*FRAGMENTO SELECCIONADO*:
-------------------------

El hecho de que los discípulos estuvieran con las puertas cerradas era un signo más del miedo que sentían, pues aún no percibían que el Resucitado estaba con ellos. Su presencia era una invitación a creer lo que tanto les había anunciado: su vida, muerte y resurrección. Por eso que recurrir a esta convicción cada vez que el miedo nos invade es legítimo: “no creemos en la resurrección por el hecho de ser cristianos, sino porque creemos en la resurrección, somos cristianos”.
Jesús se presenta ante los discípulos y les dice: ¡La paz esté con ustedes! Es la paz que viene después de su victoria, pues él ha vencido al mal, la muerte, el odio y todo egoísmo desmedido. Hoy, el mundo enfrenta grandes enfermedades, como el sida o el cáncer; pero quizá la enfermedad más grave que lo amenaza es el pecado y sus consecuencias. Sobre todo en sus manifestaciones de individualismo y soberbia. Jesús nos ofrece su paz porque es el mejor remedio para vencer toda incredulidad y solo los que estén afianzados en ella pueden responder a la misión que se les ha confiado.

-------------------------

*Entradas de la colección*:
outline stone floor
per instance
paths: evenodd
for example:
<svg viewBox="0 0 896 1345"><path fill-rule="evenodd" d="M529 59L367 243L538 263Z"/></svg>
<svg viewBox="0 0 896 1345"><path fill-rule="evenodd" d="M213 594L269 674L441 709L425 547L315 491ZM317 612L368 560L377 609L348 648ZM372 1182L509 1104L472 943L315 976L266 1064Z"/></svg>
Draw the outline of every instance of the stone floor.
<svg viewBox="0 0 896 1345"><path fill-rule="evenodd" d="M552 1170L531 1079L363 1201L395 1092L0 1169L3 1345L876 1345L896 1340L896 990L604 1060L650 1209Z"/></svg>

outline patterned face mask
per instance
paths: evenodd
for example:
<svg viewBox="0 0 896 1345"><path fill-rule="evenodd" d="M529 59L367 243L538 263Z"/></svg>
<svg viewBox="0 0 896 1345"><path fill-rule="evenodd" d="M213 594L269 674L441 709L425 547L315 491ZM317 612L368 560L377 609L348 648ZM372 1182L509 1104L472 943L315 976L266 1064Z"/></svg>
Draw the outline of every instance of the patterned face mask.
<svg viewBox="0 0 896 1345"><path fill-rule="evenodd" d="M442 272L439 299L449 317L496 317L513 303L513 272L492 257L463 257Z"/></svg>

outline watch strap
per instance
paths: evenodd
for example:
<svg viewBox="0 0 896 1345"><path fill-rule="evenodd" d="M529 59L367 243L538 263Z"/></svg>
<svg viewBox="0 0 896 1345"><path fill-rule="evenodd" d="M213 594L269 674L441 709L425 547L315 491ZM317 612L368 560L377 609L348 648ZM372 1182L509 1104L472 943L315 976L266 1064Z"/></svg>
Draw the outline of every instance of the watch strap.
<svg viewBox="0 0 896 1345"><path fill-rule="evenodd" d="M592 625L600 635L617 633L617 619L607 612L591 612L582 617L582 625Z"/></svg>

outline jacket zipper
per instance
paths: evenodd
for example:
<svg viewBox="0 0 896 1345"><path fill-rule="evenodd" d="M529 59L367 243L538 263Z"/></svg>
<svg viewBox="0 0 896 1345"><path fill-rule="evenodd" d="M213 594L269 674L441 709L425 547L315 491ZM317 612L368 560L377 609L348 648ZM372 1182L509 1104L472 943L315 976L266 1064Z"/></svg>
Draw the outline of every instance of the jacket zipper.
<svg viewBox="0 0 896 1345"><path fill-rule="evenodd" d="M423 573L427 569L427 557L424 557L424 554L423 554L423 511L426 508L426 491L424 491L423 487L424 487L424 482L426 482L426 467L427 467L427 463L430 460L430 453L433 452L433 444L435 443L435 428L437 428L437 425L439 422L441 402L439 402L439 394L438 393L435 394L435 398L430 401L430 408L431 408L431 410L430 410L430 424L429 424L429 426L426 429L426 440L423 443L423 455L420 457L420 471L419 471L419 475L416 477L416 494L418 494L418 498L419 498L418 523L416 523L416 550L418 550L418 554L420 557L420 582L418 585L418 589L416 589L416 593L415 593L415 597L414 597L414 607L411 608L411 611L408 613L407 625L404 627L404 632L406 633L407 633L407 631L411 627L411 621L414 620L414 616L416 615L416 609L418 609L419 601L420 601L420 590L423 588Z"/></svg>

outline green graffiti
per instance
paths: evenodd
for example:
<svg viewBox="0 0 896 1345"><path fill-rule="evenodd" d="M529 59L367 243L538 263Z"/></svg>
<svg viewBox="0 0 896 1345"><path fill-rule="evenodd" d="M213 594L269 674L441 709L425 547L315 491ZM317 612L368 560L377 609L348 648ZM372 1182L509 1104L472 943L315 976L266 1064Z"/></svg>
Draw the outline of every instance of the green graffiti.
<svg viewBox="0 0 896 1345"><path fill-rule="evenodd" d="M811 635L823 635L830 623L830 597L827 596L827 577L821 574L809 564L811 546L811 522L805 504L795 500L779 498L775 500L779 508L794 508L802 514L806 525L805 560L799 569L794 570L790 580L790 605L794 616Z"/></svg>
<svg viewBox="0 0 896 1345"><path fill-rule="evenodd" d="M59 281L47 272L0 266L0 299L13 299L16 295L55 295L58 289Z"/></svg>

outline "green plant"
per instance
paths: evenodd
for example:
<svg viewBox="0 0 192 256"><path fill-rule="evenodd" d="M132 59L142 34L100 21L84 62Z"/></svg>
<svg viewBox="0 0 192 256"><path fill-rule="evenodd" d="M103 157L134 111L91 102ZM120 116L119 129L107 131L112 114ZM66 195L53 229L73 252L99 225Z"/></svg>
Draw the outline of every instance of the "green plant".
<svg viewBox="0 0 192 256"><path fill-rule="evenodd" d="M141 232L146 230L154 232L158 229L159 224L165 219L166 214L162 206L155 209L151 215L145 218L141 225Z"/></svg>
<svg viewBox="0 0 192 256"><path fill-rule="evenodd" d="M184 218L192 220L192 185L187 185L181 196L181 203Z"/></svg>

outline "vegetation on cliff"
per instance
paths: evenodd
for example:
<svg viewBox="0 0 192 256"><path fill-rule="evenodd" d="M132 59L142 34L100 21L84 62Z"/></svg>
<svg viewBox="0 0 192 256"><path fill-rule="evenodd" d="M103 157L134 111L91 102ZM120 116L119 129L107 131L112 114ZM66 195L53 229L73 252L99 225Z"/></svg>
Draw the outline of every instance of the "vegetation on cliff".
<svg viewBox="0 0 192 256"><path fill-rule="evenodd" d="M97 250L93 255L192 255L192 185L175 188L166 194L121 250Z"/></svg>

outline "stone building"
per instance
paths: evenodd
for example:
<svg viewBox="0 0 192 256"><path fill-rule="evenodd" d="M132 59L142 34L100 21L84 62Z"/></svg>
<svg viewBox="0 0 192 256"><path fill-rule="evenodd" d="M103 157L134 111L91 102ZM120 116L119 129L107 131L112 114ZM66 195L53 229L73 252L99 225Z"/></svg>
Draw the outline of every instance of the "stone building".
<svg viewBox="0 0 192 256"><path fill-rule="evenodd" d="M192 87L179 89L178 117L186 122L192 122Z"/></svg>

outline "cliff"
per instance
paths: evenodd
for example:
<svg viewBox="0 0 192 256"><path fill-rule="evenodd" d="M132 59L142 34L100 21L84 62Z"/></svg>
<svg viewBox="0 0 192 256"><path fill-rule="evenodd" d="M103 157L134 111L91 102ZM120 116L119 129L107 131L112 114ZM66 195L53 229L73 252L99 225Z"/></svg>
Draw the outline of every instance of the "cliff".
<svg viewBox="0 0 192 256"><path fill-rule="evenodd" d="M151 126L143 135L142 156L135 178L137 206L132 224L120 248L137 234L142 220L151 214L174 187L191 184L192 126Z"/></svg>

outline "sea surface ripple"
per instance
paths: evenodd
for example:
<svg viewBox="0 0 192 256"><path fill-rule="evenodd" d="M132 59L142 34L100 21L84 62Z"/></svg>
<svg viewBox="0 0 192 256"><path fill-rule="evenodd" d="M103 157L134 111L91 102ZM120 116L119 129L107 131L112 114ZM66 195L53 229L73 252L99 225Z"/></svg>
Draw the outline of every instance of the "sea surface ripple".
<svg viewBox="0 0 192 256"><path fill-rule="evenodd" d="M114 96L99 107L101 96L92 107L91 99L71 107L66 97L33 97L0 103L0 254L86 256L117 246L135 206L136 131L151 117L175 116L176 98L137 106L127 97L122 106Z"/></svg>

-------------------------

*COMPLETA LO SIGUIENTE*:
(a) Copia del fragmento seleccionado el pasaje que empieza en las palabras "Jesús se presenta" y termina después de "les ha confiado.".
(b) Según el fragmento seleccionado, ¿con qué palabras saluda Jesús a los discípulos al presentarse ante ellos?
(c) Enumera todo lo que, según el fragmento seleccionado, Jesús ha vencido.

*RESPUESTAS A EJERCICIOS*:
(a)
Jesús se presenta ante los discípulos y les dice: ¡La paz esté con ustedes! Es la paz que viene después de su victoria, pues él ha vencido al mal, la muerte, el odio y todo egoísmo desmedido. Hoy, el mundo enfrenta grandes enfermedades, como el sida o el cáncer; pero quizá la enfermedad más grave que lo amenaza es el pecado y sus consecuencias. Sobre todo en sus manifestaciones de individualismo y soberbia. Jesús nos ofrece su paz porque es el mejor remedio para vencer toda incredulidad y solo los que estén afianzados en ella pueden responder a la misión que se les ha confiado.

(b) Jesús les dice: «¡La paz esté con ustedes!».

(c) Jesús ha vencido al mal, la muerte, el odio y todo egoísmo desmedido.